## SOURCE EXCERPT
******************************
- Great Seal of Peru
- Incumbent Vacant since January 6, 2023
- Ministry of Foreign Affairs Fernando Guachalla 300, La Paz
- Appointer: The president of Peru
- Inaugural holder: Ignacio Ortiz de Zevallos [es]
- Formation: 1826
- Website: Embassy of Peru in Bolivia

= List of ambassadors of Peru to Bolivia =

The extraordinary and plenipotentiary ambassador of Peru to the Plurinational State of Bolivia is the official representative of the Republic of Peru to the Plurinational State of Bolivia.

Both Bolivia and Peru share a common history in the fact that both nations were once part of the Inca Empire and then as part of the Spanish Empire. Relations between both countries were established soon after their independence. Since then, relations have turbulent, from a territorial dispute arising from the independence of Bolivia, to both countries allying themselves against Chile during the War of the Pacific.

Nevertheless, relations between both nations have remained close and both nations work together in South American multilateral organizations. There have been numerous visits between leaders of both nations, and Bolivia was allowed to build a port south of Peru's port of Ilo in 2010.
******************************
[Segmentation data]
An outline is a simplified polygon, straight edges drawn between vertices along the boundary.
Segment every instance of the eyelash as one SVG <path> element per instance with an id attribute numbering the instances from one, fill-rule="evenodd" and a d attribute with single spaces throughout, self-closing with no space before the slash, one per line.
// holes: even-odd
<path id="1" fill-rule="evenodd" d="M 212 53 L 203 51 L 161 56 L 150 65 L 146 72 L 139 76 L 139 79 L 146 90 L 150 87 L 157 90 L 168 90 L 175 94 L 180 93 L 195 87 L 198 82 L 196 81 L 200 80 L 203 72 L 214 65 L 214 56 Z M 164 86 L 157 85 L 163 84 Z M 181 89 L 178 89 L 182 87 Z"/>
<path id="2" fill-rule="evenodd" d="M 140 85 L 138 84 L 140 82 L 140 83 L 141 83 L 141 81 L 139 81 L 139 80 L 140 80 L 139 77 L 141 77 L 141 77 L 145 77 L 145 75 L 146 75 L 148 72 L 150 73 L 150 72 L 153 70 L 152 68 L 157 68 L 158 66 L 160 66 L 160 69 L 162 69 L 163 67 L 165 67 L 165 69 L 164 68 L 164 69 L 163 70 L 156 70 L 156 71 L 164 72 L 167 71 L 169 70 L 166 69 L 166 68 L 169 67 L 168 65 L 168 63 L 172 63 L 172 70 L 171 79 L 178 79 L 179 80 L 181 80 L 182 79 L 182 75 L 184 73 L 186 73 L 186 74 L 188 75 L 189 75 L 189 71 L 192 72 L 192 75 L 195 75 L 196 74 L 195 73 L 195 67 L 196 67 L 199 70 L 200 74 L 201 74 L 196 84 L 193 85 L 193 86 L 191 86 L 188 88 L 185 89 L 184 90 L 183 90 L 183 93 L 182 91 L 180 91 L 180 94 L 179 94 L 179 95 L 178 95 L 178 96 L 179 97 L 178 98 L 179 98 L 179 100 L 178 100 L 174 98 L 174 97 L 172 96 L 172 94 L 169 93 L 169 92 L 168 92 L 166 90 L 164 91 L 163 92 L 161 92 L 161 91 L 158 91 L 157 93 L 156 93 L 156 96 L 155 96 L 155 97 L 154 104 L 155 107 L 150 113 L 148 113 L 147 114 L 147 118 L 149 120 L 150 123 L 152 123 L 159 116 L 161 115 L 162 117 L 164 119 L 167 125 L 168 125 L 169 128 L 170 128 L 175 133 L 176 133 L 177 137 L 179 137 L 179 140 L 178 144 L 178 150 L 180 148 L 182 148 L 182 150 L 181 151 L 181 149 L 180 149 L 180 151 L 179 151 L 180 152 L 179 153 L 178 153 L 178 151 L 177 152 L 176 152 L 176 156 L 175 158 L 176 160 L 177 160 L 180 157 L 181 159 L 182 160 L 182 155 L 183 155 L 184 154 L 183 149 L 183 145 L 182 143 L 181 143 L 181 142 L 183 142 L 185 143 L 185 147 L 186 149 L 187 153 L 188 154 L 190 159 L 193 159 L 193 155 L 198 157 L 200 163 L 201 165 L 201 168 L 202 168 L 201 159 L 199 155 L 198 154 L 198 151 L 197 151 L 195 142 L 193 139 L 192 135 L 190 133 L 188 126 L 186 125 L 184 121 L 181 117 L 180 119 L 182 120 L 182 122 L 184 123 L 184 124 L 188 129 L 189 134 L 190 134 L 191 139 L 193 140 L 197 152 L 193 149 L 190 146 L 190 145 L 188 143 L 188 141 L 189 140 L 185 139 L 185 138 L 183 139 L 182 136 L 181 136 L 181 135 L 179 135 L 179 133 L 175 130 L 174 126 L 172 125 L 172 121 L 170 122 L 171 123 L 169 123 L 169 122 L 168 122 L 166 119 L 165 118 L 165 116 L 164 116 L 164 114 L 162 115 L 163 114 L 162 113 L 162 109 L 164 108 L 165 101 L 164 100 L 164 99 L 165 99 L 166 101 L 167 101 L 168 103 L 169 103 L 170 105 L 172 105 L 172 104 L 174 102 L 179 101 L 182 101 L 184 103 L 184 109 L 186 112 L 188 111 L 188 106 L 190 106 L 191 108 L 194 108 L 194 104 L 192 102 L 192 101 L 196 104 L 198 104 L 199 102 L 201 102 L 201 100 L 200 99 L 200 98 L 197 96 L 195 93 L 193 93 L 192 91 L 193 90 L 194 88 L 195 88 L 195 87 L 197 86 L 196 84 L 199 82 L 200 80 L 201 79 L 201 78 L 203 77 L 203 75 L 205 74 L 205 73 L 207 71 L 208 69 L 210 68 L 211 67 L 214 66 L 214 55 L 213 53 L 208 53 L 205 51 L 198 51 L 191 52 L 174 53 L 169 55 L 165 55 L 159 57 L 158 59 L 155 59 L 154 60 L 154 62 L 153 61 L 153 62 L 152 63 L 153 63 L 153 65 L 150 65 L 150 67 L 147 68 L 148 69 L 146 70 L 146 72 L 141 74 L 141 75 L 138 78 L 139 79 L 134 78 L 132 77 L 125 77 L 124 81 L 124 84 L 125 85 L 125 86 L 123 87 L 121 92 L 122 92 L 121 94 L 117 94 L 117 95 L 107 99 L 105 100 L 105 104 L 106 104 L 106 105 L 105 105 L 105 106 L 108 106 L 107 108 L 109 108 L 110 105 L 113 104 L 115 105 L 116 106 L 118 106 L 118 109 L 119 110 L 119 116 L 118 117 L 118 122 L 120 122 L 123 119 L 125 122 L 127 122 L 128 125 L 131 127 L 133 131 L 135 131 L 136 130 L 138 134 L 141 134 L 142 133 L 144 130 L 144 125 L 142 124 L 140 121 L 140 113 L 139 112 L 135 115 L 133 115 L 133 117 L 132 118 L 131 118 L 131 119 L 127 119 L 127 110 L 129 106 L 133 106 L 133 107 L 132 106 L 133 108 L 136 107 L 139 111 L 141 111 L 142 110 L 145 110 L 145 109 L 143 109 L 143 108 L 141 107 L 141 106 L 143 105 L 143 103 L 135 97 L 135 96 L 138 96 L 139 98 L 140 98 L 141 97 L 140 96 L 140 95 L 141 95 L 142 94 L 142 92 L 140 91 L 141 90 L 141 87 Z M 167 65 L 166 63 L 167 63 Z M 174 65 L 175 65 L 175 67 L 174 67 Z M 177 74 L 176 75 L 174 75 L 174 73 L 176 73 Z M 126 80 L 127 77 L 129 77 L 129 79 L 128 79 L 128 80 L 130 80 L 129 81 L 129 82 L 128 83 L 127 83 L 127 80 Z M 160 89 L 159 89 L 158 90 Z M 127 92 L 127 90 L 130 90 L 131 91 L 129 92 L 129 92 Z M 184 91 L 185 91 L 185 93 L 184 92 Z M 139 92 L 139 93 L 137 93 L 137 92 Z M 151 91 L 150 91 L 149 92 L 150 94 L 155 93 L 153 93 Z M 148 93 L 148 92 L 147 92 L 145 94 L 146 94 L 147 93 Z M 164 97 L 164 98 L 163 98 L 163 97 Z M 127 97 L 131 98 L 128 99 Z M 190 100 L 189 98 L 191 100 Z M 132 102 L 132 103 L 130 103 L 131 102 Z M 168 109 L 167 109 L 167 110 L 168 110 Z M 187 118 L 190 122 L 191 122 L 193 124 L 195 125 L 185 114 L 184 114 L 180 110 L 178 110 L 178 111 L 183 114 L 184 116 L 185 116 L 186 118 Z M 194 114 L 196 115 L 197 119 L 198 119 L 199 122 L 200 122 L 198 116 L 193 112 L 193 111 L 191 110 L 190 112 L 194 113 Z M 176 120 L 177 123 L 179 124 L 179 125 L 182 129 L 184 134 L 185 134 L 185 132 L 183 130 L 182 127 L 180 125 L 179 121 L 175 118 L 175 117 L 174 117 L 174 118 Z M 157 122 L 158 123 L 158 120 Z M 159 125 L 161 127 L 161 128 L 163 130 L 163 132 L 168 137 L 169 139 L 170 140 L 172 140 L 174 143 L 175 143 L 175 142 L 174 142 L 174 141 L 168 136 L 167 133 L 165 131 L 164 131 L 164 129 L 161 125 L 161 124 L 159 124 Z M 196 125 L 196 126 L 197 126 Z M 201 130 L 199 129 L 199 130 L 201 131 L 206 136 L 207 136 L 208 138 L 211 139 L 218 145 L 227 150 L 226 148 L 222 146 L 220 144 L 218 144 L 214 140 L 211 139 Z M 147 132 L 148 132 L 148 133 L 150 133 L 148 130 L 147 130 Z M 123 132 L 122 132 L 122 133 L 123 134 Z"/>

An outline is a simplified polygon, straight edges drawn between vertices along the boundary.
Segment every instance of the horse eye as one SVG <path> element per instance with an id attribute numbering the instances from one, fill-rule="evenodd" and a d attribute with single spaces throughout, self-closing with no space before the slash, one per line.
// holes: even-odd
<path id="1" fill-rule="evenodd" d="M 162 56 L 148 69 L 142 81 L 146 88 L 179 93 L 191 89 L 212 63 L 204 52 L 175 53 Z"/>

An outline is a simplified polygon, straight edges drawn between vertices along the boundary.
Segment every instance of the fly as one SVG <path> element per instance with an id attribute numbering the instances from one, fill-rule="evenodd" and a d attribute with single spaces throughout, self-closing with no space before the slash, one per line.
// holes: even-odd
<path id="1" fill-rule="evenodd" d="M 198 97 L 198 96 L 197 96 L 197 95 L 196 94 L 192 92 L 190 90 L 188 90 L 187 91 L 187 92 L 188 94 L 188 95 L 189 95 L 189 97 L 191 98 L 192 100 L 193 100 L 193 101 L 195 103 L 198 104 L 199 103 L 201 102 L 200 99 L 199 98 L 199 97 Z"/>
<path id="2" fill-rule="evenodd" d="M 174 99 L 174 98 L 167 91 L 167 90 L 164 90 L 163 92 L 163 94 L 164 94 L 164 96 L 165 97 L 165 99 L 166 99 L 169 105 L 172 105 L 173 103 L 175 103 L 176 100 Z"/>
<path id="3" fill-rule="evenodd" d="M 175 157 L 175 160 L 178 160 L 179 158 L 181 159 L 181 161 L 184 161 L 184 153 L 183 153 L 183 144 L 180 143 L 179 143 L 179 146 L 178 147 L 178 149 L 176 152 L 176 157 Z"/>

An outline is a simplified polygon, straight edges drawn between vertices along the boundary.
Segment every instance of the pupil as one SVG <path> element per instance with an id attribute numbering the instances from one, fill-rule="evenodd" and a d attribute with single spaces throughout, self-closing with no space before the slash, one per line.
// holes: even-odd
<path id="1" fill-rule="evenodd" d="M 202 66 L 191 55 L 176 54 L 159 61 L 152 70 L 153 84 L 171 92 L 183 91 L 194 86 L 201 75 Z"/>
******************************
## REQUEST A
Rewrite the paragraph beginning "Nevertheless, relations between both nations" from the excerpt on Peru's ambassadors to Bolivia as a short bulleted list that keeps its main facts.
## REQUEST B
Using the excerpt on Peru's ambassadors to Bolivia, say whether each statement agrees with it. Answer yes or no for each, and quote the deciding words.
(i) The ambassador is appointed by the president of Peru.
(ii) Bolivia was allowed to build a port north of Peru's port of Ilo.
(iii) Bolivia and Peru fought on opposite sides in the War of the Pacific.

## EXERCISE OUTPUT A
- Relations between the two nations have remained close.
- Both work together in South American multilateral organizations.
- Their leaders have made numerous visits to each other.
- In 2010, Bolivia was allowed to build a port south of Peru's port of Ilo.

## EXERCISE OUTPUT B
(i) Yes: "Appointer: The president of Peru"
(ii) No: "Bolivia was allowed to build a port south of Peru's port of Ilo in 2010"
(iii) No: "both countries allying themselves against Chile during the War of the Pacific"